- _Recorded information_

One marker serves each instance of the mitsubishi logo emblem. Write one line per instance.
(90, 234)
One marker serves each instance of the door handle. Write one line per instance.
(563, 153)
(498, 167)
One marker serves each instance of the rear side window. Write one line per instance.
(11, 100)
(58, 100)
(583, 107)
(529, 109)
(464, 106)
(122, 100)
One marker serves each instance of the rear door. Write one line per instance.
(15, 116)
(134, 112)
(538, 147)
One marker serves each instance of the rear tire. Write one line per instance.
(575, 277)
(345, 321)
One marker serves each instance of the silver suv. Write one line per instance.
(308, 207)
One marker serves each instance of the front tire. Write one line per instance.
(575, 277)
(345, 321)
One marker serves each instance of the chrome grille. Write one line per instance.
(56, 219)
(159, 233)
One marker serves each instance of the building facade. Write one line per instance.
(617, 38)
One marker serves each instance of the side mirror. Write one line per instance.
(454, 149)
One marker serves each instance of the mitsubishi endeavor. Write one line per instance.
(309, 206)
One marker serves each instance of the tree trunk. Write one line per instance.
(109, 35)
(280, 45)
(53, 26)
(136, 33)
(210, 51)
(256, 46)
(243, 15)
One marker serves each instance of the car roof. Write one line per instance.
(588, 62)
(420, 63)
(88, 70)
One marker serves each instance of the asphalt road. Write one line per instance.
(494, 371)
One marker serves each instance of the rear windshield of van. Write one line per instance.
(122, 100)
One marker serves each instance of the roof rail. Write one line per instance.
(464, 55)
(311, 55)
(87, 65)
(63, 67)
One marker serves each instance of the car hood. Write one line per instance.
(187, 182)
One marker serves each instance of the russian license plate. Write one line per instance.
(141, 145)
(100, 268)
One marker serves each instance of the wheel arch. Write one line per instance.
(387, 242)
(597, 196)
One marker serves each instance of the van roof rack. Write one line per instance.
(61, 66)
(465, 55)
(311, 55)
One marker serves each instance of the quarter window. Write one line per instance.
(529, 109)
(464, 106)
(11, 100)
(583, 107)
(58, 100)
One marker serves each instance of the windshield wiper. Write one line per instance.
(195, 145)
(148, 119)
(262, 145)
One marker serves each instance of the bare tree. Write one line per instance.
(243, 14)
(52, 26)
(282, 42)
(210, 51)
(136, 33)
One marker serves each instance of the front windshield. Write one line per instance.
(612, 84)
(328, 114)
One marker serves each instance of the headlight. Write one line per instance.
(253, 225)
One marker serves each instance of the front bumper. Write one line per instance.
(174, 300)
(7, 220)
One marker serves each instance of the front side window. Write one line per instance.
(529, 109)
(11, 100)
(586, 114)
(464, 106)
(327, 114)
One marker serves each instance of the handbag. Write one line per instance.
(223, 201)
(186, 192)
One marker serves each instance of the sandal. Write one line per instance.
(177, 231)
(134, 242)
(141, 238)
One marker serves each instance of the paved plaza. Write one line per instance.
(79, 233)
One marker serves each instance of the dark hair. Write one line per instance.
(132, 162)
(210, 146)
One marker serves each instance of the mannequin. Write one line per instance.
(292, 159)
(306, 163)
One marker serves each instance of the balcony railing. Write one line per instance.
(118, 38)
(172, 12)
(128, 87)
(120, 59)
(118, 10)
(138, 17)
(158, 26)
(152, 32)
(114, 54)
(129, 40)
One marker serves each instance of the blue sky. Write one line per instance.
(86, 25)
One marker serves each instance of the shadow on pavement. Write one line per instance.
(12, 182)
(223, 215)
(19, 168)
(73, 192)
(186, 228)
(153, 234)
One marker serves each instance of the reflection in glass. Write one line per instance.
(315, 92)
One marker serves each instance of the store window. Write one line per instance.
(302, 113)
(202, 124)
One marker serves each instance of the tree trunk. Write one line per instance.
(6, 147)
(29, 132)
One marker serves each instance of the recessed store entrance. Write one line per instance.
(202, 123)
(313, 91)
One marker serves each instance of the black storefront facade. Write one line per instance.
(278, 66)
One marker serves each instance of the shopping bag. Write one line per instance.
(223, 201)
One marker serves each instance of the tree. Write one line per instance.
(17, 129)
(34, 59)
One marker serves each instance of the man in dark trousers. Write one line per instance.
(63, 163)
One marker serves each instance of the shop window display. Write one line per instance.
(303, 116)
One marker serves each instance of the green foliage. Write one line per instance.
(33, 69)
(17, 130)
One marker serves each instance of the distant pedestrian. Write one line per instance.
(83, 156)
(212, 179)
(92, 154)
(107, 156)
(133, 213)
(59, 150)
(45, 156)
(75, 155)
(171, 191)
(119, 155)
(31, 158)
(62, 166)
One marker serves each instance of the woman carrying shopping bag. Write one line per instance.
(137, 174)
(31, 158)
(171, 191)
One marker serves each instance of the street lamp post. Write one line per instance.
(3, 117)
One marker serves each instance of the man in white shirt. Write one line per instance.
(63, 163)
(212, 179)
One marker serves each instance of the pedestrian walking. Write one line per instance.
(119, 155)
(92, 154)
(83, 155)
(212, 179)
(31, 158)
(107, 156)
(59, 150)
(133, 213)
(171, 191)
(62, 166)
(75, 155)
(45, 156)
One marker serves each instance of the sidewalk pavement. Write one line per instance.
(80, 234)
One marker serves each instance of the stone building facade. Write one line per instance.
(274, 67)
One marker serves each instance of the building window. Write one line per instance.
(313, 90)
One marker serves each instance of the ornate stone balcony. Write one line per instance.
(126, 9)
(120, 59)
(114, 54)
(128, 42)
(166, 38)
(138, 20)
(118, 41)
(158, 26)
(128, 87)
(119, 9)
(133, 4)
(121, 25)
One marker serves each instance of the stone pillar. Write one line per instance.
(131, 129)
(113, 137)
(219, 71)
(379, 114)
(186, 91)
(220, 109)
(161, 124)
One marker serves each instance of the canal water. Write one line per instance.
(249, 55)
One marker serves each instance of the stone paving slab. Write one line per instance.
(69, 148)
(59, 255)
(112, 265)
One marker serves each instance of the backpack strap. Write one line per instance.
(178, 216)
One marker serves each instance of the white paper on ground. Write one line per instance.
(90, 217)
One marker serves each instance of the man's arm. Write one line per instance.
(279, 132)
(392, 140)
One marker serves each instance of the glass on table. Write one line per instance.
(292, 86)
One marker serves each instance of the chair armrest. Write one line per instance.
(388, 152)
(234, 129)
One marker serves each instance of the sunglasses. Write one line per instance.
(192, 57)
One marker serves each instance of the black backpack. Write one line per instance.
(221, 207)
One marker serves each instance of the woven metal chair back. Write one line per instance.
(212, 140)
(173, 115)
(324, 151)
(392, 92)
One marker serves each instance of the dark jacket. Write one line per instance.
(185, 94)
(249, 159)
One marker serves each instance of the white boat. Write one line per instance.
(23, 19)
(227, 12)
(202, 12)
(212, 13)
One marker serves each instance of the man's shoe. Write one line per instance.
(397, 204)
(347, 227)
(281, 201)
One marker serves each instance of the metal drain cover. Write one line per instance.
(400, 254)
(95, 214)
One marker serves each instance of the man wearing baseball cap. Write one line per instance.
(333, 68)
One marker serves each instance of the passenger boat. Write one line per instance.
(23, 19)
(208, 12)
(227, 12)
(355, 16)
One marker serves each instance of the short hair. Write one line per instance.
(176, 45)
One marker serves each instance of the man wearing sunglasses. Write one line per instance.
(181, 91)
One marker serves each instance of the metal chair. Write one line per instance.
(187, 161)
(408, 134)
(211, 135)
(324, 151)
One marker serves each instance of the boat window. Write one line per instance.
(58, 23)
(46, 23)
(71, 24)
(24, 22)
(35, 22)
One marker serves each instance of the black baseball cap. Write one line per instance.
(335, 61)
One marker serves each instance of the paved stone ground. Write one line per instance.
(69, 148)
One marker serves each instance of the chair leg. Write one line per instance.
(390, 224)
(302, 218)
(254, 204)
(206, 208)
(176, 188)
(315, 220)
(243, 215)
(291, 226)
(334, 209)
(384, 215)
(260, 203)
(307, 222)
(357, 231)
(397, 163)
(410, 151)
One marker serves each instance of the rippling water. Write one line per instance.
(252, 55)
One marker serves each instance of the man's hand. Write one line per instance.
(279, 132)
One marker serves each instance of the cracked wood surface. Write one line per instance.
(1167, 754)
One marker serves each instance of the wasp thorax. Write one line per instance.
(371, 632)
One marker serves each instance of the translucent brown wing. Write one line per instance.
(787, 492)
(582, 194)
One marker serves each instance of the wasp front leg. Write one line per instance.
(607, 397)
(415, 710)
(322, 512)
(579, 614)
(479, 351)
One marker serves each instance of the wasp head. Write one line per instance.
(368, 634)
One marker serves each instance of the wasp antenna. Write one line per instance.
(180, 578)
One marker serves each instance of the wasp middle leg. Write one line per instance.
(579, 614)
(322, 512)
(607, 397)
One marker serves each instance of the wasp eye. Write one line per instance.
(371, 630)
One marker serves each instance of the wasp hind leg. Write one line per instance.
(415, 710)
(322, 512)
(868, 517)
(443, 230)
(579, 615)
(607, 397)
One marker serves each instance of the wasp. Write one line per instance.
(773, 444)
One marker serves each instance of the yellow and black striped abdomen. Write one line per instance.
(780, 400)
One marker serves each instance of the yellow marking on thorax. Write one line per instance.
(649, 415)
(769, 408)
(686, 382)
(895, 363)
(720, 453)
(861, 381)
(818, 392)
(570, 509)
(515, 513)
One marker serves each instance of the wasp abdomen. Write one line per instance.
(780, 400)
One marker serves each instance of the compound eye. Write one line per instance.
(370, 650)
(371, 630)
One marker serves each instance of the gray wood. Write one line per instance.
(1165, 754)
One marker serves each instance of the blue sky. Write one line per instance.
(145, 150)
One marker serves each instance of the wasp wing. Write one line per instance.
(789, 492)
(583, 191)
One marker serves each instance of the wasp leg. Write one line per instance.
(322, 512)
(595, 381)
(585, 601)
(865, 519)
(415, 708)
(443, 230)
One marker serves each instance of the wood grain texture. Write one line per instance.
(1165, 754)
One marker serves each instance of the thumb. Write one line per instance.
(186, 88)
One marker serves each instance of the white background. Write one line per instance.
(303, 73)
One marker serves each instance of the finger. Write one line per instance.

- _Given request_
Emit verbatim the lines running from the one with "One marker serves each instance of the gray" through the last line of the data, both endpoints inclusive.

- _Exercise answer_
One marker serves each instance of the gray wood. Write one line per instance.
(1165, 754)
One marker serves each instance of the blue sky. Write one line per instance.
(145, 150)
One marker serves each instance of the wasp wing. Write one line per instance.
(789, 492)
(583, 191)
One marker serves each instance of the wasp leg. Write one line per instance.
(322, 512)
(595, 381)
(585, 601)
(865, 519)
(415, 708)
(443, 230)
One marker serves each instance of the wood grain texture. Write one line per instance.
(1165, 754)
One marker serves each instance of the thumb. Write one line per instance.
(186, 88)
One marker serves each instance of the white background. Write one line per instance.
(303, 73)
One marker serves each instance of the finger. Write one line per instance.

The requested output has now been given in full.